» The task: For the records below, give the number of lines where the string "instance" occurs. Include nothing else.

Material to process below:

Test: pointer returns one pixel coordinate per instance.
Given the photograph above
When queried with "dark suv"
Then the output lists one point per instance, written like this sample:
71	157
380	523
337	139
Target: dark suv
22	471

End of Material to process.

» Expected answer: 2